§ **Text to read**:
Kevin Estre, the Frenchman, the Porsche factory ace, starting that car sharing with Michael Christensen, Fred Makowiecki, and Laurens Vanthoor.  A little argy bargy right at the beginning.  That's one of the two Falken Tire Porsche 911 GT3R's and the Mann Filter Mercedes AMG GT3 scrapping early on in this motor race.  Up onto the Nordschleife for the first time, we see the gold and orange Octane126 Ferrari beginning to eke out a lead on the Rowe Racing BMW.  Cannot tell if that is the #98 or the #99.  For your information, #98 is to be driven by the quartet of Nicky "The Cat" Catsburg, John Edwards, Sheldon van der Linde, and Marco Wittman.  The Dutchman, the American, the South African, and the German.

Sheldon van der Linde is the brother of Audi's Kelvin van der Linde.  So, a few sets of brothers competing in SP9 but for different teams.  We have the van der Linde brothers and the Vanthoor brothers, Laurens and Dries.  Laurens part of the Manthey Porsche team and Dries in the Audi for Team Phoenix.  As we check out another helicopter shot of the cars screaming through the forest, watch too for the Konrad Motorsports Lamborghini Huracan GT3.  This is a car that may have flown under the radar in SP9.  But they too are ones to look out for.  Car #7, shared by Zimbabwe's Axcil Jeffries, South African Lamborghini factory driver Jordan Pepper, Michele De Martino from Italy, now living here in Germany, and German Maximilian Hacklander.  

We ride onboard with one of the Falken Motorsports Porsche's.  That is the 911 GT3R #33 with Sven Muller at the wheel of it reeling in the competition ahead.  Muller sharing this car with Australian Jaxon Evans, Austria's Marco Seefried, and French Porsche factory veteran, Patrick Pilet.  The #72 BMW Junior Team M4 GT3 is on a roll, Neil Verhagen driving, the American BMW junior driver, making his way uphill through the righthander at either Kottenborn or Schwedenkreuz.  Some dust kicked up up ahead by another of the BMW's it appears, chasing hard after the gold Ferrari, that is the Octane126 car.

Yes indeed.  Through the Carousel (one of two on the course, you have the big Carousel (Karussell), and the Kleine Karussell, the miniature carousel), That is one of the Rowe cars followed in hot pursuit by the BMW Junior team entry.  It should be noted that this new BMW M4 GT3 is a far more well balanced package than the old BMW M6 GT3 that was a legendary car around the Nordschleife.  The size of the M4 is actually bigger, I think, but the car is said to have superior handling with it's 3 liter V6 power and of course the old M6 had the 4.4 liter twin turbo V8.  Lapped traffic for the GT3 boys already in the form of one of the slowest cars, the little Dacia Logan sedan.  With the 1980s Opel Manta that usually races here at the Nurburgring out of action and maybe headed to a happy retirement or to the historic Nurburgring series, the Dacia Logan could develop into a new fan favorite.

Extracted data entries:
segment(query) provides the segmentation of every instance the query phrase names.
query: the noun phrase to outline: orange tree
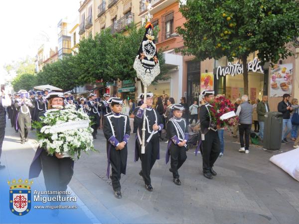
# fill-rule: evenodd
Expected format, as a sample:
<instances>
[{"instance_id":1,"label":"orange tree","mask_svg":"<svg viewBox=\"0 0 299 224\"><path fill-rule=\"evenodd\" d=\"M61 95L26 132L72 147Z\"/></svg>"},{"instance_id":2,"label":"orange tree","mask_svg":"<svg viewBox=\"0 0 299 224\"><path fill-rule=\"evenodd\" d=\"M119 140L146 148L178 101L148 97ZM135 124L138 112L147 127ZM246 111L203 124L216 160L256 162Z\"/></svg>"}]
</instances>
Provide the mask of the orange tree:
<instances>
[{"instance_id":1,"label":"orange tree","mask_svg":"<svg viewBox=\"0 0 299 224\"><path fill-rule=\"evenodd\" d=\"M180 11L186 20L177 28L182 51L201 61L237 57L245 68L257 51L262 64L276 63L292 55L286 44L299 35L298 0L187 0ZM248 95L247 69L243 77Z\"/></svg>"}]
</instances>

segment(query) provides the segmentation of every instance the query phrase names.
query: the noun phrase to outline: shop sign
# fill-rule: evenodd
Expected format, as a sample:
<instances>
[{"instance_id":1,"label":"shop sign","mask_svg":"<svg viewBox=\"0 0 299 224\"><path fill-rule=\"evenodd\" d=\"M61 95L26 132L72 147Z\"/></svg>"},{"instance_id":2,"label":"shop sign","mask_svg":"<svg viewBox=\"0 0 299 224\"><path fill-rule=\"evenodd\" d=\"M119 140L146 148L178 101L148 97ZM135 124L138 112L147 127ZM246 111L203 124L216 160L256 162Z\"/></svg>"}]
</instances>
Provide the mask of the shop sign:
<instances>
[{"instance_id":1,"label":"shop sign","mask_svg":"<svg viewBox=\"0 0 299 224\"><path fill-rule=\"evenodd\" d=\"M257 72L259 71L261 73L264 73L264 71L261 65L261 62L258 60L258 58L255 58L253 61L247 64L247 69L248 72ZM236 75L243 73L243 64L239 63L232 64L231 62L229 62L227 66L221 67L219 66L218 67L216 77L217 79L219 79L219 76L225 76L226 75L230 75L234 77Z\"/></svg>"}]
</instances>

* * *

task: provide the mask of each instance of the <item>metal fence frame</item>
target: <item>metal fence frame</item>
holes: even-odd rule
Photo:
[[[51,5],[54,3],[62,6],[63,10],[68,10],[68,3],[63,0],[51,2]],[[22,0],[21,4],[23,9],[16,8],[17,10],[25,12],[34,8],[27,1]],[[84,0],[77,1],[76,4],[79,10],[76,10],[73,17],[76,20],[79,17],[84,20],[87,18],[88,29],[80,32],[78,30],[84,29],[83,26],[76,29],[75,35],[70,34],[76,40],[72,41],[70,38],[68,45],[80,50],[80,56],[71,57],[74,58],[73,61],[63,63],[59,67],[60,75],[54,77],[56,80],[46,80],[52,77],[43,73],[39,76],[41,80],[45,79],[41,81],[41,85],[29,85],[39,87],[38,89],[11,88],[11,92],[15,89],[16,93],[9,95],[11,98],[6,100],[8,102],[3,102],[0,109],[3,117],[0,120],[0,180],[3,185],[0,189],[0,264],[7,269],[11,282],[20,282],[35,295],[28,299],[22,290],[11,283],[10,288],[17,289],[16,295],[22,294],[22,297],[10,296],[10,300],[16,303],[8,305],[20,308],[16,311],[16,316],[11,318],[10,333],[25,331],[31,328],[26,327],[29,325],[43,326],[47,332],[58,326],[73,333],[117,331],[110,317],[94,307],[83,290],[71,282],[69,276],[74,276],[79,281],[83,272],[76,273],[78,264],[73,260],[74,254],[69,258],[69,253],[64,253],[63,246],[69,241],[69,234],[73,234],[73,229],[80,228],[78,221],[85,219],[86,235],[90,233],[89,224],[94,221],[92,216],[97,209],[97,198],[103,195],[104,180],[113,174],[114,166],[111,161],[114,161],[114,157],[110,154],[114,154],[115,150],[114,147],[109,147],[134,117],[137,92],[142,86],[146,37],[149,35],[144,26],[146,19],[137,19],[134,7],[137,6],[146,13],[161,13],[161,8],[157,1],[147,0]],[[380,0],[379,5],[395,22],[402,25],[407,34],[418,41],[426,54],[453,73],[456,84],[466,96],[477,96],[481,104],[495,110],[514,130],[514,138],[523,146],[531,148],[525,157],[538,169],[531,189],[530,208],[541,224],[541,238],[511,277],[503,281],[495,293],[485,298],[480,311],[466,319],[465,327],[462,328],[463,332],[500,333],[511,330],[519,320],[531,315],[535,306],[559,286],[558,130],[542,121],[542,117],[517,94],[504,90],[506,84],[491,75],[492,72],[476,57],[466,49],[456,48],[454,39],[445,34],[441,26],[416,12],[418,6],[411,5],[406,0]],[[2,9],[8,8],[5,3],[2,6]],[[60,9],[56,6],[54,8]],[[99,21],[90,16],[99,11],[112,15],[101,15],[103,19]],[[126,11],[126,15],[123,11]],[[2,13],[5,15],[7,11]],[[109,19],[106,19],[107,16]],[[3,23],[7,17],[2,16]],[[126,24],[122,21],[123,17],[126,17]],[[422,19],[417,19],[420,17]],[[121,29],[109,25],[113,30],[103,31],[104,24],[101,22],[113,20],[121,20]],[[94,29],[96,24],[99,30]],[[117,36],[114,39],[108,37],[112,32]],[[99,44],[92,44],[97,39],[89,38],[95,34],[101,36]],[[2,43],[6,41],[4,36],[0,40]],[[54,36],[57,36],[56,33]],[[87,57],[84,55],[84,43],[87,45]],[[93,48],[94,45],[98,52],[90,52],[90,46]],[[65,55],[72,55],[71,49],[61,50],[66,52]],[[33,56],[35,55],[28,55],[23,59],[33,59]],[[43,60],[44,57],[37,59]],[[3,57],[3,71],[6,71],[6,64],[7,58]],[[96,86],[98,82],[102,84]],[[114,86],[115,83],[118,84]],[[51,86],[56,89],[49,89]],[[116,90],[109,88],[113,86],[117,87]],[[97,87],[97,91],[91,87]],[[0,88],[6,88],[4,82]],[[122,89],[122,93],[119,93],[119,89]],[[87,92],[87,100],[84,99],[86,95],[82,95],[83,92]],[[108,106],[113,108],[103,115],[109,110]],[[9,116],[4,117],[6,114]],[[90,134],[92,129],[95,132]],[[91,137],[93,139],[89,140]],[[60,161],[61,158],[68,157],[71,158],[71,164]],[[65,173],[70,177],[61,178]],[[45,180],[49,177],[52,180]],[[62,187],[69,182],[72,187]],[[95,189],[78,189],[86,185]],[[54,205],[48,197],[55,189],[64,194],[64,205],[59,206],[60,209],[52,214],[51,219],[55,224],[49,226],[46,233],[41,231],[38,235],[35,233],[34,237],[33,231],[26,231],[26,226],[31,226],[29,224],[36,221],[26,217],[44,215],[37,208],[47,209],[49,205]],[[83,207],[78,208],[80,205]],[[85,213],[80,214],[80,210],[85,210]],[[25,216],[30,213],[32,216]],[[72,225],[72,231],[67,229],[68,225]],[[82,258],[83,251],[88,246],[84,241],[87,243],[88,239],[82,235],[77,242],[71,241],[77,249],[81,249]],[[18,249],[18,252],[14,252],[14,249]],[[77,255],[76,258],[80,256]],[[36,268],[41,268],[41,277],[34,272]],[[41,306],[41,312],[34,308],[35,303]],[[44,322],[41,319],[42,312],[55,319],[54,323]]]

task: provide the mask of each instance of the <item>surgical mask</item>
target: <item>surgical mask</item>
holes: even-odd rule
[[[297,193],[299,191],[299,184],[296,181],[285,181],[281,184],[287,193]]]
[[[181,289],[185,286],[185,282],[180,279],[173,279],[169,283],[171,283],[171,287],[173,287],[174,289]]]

* * *

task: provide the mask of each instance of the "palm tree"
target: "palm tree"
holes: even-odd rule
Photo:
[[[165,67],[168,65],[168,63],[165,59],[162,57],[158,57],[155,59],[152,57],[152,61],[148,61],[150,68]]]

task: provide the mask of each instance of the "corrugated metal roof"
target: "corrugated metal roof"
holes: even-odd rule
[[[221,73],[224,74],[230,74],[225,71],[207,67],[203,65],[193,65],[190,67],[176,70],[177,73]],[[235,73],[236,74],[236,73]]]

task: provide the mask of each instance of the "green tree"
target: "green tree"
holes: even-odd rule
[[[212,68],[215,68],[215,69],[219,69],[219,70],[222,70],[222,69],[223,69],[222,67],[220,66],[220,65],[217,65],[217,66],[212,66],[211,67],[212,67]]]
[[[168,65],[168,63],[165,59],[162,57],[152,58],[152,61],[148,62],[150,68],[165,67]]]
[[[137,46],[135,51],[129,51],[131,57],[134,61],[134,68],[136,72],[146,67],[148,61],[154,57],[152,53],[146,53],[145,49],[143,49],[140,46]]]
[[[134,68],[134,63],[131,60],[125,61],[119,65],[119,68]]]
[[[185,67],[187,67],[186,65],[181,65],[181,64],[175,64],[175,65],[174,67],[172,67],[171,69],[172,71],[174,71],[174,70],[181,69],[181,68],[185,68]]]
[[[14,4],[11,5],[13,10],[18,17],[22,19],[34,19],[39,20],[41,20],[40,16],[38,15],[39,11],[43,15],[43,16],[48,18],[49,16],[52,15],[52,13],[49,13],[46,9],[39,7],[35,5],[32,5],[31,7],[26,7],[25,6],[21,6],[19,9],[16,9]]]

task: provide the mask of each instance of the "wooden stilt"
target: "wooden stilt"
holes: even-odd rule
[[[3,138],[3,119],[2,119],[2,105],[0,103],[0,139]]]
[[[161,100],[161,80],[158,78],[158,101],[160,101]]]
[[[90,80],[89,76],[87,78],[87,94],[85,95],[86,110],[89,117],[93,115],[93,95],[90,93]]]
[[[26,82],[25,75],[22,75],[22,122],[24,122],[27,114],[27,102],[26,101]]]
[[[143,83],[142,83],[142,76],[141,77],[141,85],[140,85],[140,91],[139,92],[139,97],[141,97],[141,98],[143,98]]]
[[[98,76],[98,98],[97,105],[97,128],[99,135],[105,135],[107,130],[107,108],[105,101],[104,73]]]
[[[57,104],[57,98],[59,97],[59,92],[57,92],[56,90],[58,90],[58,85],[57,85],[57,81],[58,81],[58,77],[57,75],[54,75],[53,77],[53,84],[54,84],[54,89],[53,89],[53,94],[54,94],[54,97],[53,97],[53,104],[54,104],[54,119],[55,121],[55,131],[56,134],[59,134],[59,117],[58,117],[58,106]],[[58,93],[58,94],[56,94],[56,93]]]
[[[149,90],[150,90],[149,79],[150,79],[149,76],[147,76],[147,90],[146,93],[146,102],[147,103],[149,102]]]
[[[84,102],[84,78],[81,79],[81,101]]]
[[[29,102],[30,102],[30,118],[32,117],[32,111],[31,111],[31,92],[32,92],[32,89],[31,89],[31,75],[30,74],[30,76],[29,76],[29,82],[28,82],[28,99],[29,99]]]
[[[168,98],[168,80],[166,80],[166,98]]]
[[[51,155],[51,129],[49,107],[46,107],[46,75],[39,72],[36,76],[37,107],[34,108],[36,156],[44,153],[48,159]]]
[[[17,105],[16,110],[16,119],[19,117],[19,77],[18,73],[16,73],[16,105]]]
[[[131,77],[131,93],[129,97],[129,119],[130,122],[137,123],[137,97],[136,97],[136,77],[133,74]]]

§ **What you will do**:
• A. Please repeat everything in the race commentary from "Sheldon van der Linde is" down to "German Maximilian Hacklander.".
• B. Name the drivers the race commentary gives for the Falken Porsche 911 GT3R #33.
• C. According to the race commentary, what engine did the old BMW M6 GT3 have?
The material above isn't needed for anything here.

§ **Answers provided**:
• A.
Sheldon van der Linde is the brother of Audi's Kelvin van der Linde.  So, a few sets of brothers competing in SP9 but for different teams.  We have the van der Linde brothers and the Vanthoor brothers, Laurens and Dries.  Laurens part of the Manthey Porsche team and Dries in the Audi for Team Phoenix.  As we check out another helicopter shot of the cars screaming through the forest, watch too for the Konrad Motorsports Lamborghini Huracan GT3.  This is a car that may have flown under the radar in SP9.  But they too are ones to look out for.  Car #7, shared by Zimbabwe's Axcil Jeffries, South African Lamborghini factory driver Jordan Pepper, Michele De Martino from Italy, now living here in Germany, and German Maximilian Hacklander.

• B. Sven Muller, Jaxon Evans, Marco Seefried, Patrick Pilet

• C. A 4.4 liter twin turbo V8.